• **EXERCISE DIRECTIONS**: Copy the entries below without changing anything, from the first line up to and including the line with "[238,200,269,211]".

►

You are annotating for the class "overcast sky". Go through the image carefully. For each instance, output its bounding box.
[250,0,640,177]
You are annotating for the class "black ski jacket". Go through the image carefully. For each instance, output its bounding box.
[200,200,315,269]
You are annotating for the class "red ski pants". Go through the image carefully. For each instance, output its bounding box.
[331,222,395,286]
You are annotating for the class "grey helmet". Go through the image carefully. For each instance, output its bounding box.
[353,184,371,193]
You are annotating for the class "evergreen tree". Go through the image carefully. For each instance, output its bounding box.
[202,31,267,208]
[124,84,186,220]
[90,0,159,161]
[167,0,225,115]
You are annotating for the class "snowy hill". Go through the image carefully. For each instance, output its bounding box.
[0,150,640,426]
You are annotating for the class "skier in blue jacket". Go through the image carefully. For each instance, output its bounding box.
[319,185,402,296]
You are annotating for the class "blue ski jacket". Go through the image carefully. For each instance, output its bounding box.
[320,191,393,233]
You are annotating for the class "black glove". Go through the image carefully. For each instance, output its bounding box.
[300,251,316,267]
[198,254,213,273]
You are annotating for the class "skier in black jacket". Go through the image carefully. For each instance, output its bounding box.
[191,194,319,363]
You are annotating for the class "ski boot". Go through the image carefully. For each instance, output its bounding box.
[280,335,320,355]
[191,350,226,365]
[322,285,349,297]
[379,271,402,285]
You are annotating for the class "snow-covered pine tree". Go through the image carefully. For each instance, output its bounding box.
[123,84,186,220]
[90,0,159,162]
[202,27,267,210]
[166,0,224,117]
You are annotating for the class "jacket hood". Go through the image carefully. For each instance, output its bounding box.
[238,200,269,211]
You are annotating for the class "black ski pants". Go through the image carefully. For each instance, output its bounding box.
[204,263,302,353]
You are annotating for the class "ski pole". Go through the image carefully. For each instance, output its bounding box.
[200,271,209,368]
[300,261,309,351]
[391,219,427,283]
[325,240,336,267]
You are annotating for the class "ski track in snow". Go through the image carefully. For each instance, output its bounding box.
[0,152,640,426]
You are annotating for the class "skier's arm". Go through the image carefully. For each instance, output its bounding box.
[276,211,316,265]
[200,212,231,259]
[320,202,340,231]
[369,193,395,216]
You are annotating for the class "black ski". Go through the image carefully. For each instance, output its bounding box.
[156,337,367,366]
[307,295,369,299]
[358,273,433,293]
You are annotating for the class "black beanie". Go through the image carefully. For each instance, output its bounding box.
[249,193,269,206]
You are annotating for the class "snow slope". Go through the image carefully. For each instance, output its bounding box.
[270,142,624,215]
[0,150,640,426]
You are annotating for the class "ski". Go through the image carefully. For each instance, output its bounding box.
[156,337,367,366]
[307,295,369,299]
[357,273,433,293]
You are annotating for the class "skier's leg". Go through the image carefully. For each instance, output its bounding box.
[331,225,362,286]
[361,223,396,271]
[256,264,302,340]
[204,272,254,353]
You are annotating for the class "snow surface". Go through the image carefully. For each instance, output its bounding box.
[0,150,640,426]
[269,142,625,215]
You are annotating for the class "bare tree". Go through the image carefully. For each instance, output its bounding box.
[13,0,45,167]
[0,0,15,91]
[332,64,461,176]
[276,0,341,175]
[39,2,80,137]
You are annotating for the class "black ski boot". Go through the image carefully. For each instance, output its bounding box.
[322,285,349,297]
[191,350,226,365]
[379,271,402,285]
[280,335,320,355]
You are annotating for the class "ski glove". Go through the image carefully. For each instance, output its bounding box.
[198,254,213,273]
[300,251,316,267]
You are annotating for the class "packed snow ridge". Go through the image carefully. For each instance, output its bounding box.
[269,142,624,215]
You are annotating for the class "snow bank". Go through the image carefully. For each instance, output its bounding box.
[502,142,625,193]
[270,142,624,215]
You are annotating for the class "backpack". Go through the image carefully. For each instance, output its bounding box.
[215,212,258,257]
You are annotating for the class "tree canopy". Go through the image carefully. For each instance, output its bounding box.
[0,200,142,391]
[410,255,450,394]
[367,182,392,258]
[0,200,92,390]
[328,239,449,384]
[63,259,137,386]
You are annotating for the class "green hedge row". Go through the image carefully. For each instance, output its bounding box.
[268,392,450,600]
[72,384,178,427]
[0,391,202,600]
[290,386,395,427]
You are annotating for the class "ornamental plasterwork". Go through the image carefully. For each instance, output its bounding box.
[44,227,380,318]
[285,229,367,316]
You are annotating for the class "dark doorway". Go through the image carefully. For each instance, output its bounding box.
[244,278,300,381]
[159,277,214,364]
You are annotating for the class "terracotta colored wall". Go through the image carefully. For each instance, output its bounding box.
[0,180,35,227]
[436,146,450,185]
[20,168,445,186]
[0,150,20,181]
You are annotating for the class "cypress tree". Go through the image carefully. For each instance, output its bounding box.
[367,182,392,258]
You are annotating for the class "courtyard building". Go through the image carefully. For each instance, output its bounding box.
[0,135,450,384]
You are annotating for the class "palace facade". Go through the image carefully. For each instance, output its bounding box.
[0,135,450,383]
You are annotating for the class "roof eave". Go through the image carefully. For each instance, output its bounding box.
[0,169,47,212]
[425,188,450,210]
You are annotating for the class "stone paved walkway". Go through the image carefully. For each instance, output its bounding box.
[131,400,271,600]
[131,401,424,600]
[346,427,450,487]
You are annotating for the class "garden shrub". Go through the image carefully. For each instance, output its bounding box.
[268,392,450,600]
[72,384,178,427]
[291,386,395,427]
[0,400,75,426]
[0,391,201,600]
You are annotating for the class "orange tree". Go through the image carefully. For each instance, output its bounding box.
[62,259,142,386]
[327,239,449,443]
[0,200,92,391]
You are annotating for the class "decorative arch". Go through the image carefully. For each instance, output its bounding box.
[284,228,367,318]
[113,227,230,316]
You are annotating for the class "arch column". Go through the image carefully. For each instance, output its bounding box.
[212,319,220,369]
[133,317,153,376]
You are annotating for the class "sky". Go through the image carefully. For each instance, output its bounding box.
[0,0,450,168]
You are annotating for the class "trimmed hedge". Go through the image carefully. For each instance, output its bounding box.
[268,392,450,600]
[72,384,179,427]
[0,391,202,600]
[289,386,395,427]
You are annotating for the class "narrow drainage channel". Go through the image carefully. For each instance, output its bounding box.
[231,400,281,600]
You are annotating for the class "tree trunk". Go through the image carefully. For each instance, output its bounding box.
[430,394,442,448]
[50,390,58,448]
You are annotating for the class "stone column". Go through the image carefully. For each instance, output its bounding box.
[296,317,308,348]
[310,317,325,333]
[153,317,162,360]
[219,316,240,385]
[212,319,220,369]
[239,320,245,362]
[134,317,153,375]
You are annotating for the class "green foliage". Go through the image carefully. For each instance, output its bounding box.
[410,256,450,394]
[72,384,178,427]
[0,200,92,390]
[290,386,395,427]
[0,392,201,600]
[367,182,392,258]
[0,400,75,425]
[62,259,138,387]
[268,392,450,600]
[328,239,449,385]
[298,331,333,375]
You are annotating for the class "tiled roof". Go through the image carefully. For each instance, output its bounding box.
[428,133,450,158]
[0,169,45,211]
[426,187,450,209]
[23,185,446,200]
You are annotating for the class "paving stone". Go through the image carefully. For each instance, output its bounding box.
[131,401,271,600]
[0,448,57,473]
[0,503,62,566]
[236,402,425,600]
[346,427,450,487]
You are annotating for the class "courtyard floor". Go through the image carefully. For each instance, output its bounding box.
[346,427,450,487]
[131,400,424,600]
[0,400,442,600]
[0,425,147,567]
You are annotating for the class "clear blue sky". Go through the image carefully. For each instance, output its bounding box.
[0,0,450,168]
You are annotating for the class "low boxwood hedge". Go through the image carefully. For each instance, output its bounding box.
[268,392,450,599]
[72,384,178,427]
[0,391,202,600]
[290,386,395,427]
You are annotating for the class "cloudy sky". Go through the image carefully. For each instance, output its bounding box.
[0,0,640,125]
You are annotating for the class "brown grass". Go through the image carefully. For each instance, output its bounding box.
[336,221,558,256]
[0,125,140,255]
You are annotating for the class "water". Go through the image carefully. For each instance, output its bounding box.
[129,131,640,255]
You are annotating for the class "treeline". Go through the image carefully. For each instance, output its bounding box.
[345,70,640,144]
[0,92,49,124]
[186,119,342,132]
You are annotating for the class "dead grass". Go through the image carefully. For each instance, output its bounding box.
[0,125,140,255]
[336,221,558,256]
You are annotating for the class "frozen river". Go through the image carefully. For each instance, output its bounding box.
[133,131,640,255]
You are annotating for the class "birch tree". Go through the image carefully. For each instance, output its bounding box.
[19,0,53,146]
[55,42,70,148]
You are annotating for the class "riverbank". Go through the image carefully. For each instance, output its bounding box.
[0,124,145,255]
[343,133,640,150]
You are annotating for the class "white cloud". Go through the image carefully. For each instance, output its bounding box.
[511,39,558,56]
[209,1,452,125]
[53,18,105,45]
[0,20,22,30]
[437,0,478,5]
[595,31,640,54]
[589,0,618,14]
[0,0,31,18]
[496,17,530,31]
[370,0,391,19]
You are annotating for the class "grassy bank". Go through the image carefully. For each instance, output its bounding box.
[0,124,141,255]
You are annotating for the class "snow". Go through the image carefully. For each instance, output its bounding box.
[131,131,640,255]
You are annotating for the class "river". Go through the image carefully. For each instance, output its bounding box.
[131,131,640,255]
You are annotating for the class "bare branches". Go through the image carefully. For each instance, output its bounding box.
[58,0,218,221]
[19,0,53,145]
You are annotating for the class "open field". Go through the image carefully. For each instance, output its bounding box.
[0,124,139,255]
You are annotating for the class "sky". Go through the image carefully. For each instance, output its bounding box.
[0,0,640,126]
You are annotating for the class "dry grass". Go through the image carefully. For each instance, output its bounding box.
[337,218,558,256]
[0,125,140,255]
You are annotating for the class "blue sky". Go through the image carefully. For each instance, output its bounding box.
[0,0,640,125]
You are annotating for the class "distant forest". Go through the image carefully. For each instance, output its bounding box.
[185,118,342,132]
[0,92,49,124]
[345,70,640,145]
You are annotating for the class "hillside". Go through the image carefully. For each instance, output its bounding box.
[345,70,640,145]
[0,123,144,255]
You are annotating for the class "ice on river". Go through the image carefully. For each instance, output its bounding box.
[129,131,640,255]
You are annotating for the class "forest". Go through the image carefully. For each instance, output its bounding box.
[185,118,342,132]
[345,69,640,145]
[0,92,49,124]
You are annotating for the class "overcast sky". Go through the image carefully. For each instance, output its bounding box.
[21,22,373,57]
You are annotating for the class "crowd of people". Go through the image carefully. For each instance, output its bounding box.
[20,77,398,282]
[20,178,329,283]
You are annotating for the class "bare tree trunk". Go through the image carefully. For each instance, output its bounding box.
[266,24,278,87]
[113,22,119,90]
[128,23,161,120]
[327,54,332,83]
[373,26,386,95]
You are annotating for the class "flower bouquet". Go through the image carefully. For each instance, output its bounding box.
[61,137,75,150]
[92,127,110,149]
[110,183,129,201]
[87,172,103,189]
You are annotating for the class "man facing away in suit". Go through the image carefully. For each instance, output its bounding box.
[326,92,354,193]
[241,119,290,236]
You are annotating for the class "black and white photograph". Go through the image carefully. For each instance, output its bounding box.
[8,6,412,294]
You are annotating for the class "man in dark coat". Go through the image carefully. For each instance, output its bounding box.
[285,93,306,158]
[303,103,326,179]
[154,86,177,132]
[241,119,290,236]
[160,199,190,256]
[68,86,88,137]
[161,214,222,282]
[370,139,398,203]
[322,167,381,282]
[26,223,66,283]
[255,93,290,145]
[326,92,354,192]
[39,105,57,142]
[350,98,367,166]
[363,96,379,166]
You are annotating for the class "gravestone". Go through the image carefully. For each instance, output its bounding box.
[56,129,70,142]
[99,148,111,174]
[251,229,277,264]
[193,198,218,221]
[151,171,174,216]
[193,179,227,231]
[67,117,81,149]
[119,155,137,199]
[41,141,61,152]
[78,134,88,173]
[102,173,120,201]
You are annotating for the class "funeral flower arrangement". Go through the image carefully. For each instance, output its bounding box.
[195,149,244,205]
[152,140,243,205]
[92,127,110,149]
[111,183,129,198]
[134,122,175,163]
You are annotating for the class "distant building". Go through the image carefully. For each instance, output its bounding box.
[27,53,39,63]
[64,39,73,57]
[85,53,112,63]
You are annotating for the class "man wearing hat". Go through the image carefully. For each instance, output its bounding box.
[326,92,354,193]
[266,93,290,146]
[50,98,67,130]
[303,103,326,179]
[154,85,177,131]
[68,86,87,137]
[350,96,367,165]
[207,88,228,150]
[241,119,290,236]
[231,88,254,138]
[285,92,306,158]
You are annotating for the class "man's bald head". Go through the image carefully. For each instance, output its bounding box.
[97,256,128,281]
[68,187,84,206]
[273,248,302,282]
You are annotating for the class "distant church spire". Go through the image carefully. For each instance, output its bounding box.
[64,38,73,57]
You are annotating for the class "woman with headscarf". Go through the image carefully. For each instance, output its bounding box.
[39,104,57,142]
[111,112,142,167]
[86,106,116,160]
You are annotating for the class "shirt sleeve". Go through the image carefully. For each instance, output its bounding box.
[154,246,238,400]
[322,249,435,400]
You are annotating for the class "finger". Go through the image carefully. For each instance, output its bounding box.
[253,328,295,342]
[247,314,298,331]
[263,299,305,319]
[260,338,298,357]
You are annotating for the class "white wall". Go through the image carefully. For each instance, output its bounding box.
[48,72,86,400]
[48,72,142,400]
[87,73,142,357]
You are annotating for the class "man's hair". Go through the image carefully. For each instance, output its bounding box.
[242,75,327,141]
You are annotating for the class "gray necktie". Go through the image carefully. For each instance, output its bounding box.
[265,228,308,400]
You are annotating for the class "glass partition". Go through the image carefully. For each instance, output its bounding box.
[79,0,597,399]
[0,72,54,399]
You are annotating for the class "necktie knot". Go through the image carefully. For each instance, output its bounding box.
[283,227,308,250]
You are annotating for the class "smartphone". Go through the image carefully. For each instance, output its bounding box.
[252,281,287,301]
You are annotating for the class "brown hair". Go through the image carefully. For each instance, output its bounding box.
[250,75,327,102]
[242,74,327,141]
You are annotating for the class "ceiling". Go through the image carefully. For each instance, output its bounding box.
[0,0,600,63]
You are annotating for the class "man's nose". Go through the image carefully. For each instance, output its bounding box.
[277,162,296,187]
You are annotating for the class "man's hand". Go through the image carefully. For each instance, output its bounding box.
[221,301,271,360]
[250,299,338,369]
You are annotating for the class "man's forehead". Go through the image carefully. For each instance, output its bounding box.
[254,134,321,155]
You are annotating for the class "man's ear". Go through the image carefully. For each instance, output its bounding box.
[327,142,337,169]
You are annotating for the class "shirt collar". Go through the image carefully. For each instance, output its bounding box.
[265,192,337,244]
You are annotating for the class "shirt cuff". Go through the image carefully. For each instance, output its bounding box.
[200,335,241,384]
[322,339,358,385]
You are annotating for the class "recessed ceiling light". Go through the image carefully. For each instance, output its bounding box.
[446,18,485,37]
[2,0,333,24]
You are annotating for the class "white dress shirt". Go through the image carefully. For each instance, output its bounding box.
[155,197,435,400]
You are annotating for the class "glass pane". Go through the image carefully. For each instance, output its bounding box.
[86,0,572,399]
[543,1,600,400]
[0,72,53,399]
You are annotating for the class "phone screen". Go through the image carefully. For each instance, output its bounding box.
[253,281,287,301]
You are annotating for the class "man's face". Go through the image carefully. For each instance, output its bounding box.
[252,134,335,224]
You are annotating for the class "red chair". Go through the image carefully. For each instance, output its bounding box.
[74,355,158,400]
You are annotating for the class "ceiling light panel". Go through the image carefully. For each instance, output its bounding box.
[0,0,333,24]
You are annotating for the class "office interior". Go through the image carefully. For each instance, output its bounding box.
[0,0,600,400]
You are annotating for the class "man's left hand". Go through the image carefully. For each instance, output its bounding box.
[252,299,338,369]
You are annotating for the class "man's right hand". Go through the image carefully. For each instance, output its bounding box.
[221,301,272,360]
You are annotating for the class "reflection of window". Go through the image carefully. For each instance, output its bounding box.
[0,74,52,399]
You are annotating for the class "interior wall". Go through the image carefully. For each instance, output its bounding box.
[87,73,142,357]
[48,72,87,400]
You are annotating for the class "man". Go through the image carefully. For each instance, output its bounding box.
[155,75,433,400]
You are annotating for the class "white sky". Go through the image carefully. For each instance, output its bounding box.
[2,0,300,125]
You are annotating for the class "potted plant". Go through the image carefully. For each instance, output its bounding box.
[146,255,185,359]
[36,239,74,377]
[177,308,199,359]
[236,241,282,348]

◄

• **REPLY**:
You are annotating for the class "overcast sky". Go through the image carefully. For each instance, output its bounding box.
[250,0,640,177]
You are annotating for the class "black ski jacket". Go through the image carefully. For each instance, output its bounding box.
[200,200,315,269]
You are annotating for the class "red ski pants". Go through the image carefully. For each instance, output its bounding box.
[331,222,395,286]
You are annotating for the class "grey helmet". Go through the image carefully. For each instance, output its bounding box.
[353,184,371,193]
You are annotating for the class "evergreen tree". Go through the image carefully. For each instance, output its bounding box.
[202,31,267,208]
[124,84,186,220]
[90,0,159,161]
[167,0,225,115]
You are annotating for the class "snowy hill". Go through the image carefully. For each instance, output its bounding box.
[0,150,640,426]
You are annotating for the class "skier in blue jacket". Go through the image carefully. For each instance, output its bounding box.
[319,185,402,296]
You are annotating for the class "blue ski jacket". Go through the image carefully. For each instance, output its bounding box.
[320,191,393,233]
You are annotating for the class "black glove". Go through the image carefully. For each instance, output its bounding box.
[300,251,316,267]
[198,254,213,273]
You are annotating for the class "skier in black jacket". Go through the image carefully. For each instance, output its bounding box.
[191,194,319,363]
You are annotating for the class "ski boot". Go through the image carefully. For each instance, output its bounding box.
[280,335,320,355]
[191,350,226,365]
[322,285,349,297]
[379,271,402,285]
You are annotating for the class "snow-covered pine tree". Go through the image carefully. For each instance, output its bounding box.
[123,84,186,220]
[90,0,159,162]
[202,27,267,210]
[166,0,224,117]
You are annotating for the class "jacket hood". Go through the image carefully. For each instance, output its bounding box.
[238,200,269,211]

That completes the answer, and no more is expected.